_Task list_.
A - Answer these questions using the text about the film "The Commitments":
(i) In which city is the band in the film trying to make it?
(ii) Which band does everyone hope to become the next version of?
(iii) What does the speaker tell YouTube viewers who might want to watch the movie to do?
B - Keep writing the piece about the film "The Commitments," picking up right after its final sentence.

## Start Text provided

There’s a movie from the early 90s that I saw once and have never been able to bear watching again, although I loved it.
It’s called “The Commitments,” and it’s about a scrappy rock band in Dublin that’s trying to make it and only sort of succeeding, with everyone at each other’s throats as they all chase their dream of being the Next Big Thing – the next U2.
You don’t have to watch the film to get that “The Commitments” really hits the nail pretty squarely on the head, because what each person is the band is finally committed to, and to what extent, is really the central question of the whole thing.
So, now let me ruin the movie for you.
If you’re watching on YouTube and thinking you might want to watch this movie, now is when you should go refresh your cup of coffee.
If you’re here, maybe you can try putting your fingers in your ears and humming something…maybe something by U2.
O.k., so the band comes together and isn’t bad.
In fact, they’re kind of good.

## End Text provided
## Start Material supplied

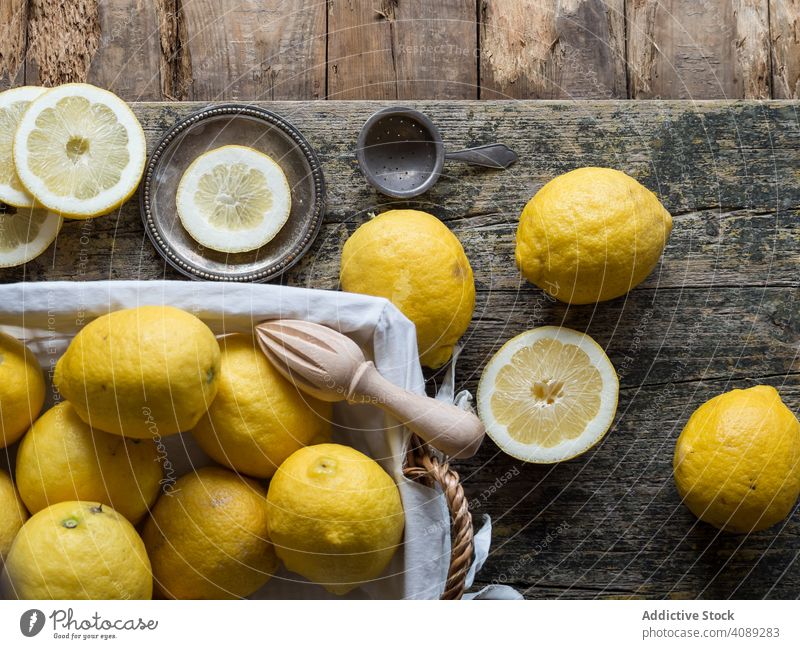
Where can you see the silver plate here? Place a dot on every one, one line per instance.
(212, 128)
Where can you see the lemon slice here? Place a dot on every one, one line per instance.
(548, 395)
(79, 150)
(25, 233)
(13, 103)
(233, 199)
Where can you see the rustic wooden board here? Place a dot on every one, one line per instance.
(13, 27)
(722, 310)
(255, 49)
(388, 49)
(784, 24)
(414, 49)
(532, 49)
(684, 49)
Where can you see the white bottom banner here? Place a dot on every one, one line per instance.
(401, 624)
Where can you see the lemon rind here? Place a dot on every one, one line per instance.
(188, 183)
(595, 430)
(42, 242)
(8, 194)
(109, 199)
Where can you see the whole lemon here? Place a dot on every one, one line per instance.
(78, 550)
(61, 458)
(258, 418)
(335, 516)
(21, 389)
(412, 259)
(143, 372)
(12, 515)
(737, 461)
(591, 235)
(208, 537)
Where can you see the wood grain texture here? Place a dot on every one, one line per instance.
(13, 27)
(128, 56)
(402, 49)
(721, 310)
(255, 49)
(683, 49)
(546, 50)
(784, 20)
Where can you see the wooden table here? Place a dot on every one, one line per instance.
(721, 310)
(407, 49)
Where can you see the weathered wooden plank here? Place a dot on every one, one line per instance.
(784, 24)
(255, 49)
(13, 26)
(720, 311)
(402, 50)
(128, 57)
(114, 44)
(548, 50)
(683, 49)
(62, 41)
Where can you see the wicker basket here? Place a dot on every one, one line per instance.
(424, 466)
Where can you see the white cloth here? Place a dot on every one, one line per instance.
(46, 315)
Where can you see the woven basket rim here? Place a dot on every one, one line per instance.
(424, 466)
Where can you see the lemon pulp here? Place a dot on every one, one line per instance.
(548, 395)
(549, 392)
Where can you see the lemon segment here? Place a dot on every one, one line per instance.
(13, 104)
(79, 150)
(25, 233)
(233, 199)
(737, 461)
(548, 395)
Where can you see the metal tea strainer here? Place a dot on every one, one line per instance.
(401, 152)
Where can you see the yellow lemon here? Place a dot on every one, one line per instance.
(335, 516)
(61, 458)
(78, 550)
(79, 150)
(412, 259)
(22, 389)
(12, 515)
(13, 104)
(144, 372)
(590, 235)
(548, 395)
(208, 537)
(258, 418)
(233, 199)
(737, 461)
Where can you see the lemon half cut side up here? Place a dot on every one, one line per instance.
(79, 150)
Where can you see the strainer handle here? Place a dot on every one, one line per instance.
(495, 156)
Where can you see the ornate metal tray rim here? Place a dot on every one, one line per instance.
(293, 256)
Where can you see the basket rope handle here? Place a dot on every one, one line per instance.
(424, 467)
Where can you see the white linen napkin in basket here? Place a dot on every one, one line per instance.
(48, 314)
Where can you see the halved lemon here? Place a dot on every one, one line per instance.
(13, 103)
(548, 395)
(79, 150)
(233, 199)
(25, 233)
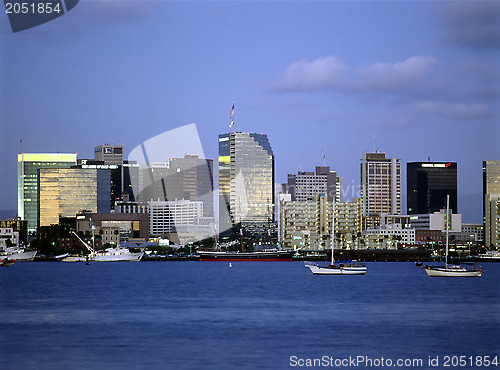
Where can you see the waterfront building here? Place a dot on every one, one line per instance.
(129, 225)
(66, 192)
(246, 182)
(109, 154)
(491, 203)
(389, 236)
(306, 224)
(437, 221)
(115, 173)
(131, 207)
(339, 189)
(304, 185)
(28, 165)
(165, 215)
(17, 225)
(191, 178)
(188, 178)
(348, 224)
(380, 184)
(8, 233)
(475, 231)
(121, 179)
(428, 184)
(426, 237)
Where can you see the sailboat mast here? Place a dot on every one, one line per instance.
(333, 229)
(447, 225)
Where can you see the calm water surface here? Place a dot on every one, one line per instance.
(204, 315)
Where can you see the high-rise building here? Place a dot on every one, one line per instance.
(428, 184)
(246, 181)
(65, 192)
(304, 185)
(28, 165)
(191, 178)
(380, 184)
(188, 178)
(491, 203)
(307, 224)
(115, 176)
(112, 155)
(109, 154)
(164, 216)
(348, 224)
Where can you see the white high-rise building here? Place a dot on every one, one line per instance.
(380, 184)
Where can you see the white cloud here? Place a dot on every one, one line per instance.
(394, 77)
(320, 73)
(456, 111)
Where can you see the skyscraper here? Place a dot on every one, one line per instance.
(28, 165)
(428, 183)
(65, 192)
(192, 178)
(380, 184)
(187, 178)
(246, 181)
(491, 203)
(304, 185)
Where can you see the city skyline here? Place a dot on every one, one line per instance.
(319, 78)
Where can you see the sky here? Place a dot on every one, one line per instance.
(413, 79)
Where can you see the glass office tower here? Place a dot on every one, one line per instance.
(491, 203)
(28, 165)
(380, 184)
(69, 191)
(246, 181)
(428, 184)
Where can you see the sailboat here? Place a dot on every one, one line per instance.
(451, 270)
(339, 267)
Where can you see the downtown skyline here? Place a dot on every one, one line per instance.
(413, 80)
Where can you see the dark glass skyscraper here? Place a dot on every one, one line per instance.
(428, 183)
(246, 181)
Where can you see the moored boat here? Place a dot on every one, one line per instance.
(266, 255)
(108, 255)
(17, 254)
(339, 268)
(451, 270)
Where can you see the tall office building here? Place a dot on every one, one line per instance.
(307, 224)
(65, 192)
(109, 154)
(491, 203)
(246, 181)
(187, 178)
(115, 177)
(380, 184)
(28, 165)
(428, 184)
(192, 178)
(304, 185)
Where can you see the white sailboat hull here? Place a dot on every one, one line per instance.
(110, 255)
(452, 272)
(18, 255)
(117, 256)
(347, 270)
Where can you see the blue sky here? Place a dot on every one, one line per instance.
(413, 79)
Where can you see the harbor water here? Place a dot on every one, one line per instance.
(253, 315)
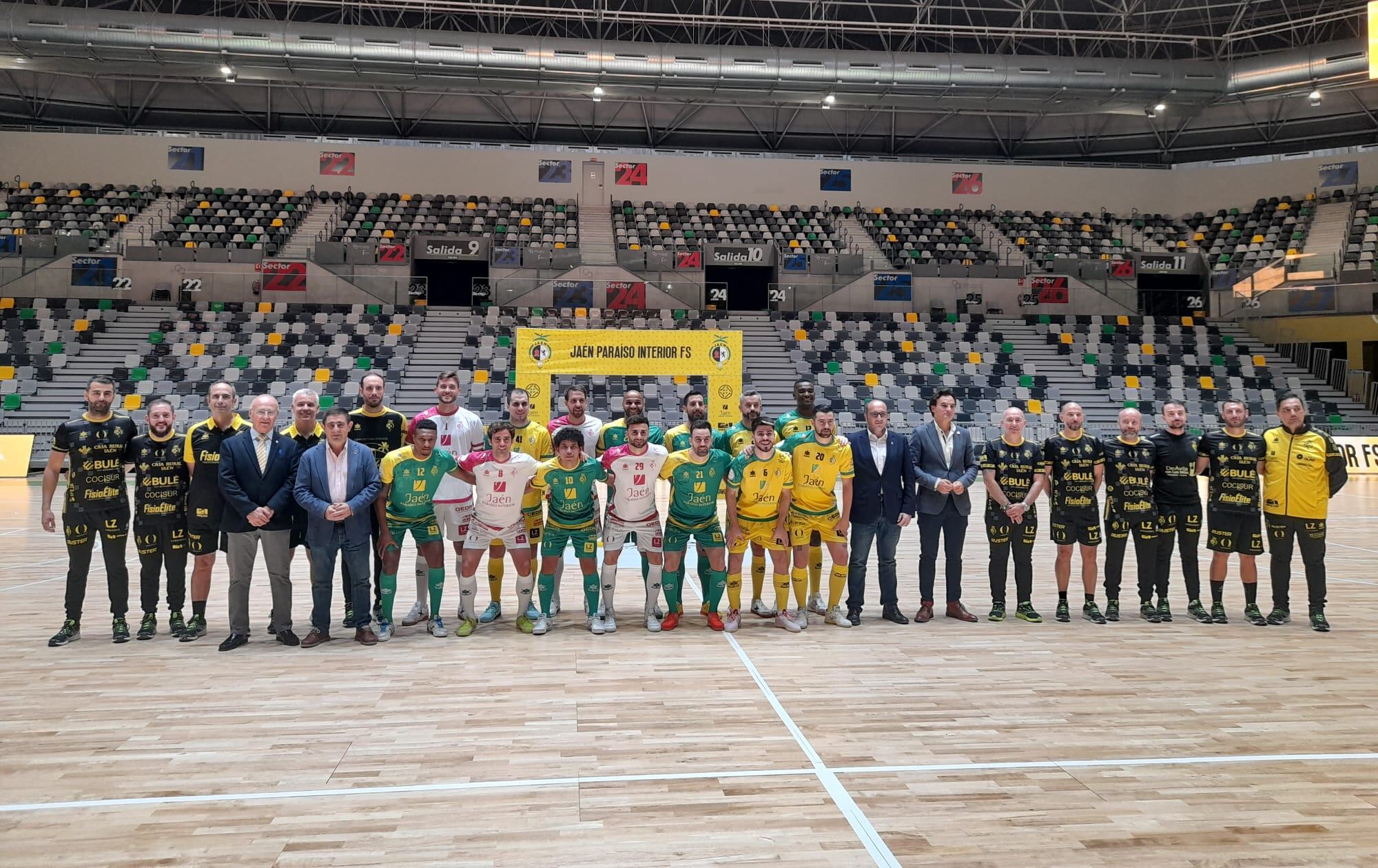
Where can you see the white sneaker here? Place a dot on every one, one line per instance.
(785, 622)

## End Material supplied

_Answer list_.
A -
(i) Dublin
(ii) U2
(iii) Go refresh their cup of coffee.

B -
They begin to develop a bit of a following, and it’s clear they deserve it.
But almost as soon as that happens, tensions emerge, and as the movie continues, bit by bit, those tensions start to boil over.
People take sides.
Money is very tight.
Everyone is sort of jockeying to be the break out star if there’s going to be one.
Of course, there’s a romance between two of the band members that only makes things worse.
It seems like it’s all unraveling, and they all know it.
So they decide to take a big gamble.
They invite a bunch of journalists to a gig, but in order to get them there, one of the band says that he’s inviting his friend, Wilson Pickett, the real life American blues guitarist, to sit in and join them in playing his hit “In the Midnight Hour.”
Word spreads.
Well…this is why I won’t watch this movie ever again.
Because the journalists show up.
The fans all come out.
The band starts playing.
It’s not bad.
But as midnight approaches, which is clearly the ideal time to sing a song titled “In The Midnight Hour,” there is no sign of Wilson Pickett.
The crowd turns on the band.
The journalists leave, disgusted with this big lie.
Two of the band get in a huge fistfight.
Another starts to storm off in frustration, saying he’s through.
Which is when an enormous limousine pulls up, and the driver lowers the window to ask directions to the club.
It’s Pickett. He’s there. He’s arrived.
Unfortunately, it’s too late.
I think about this as I imagine the story of Doubting Thomas.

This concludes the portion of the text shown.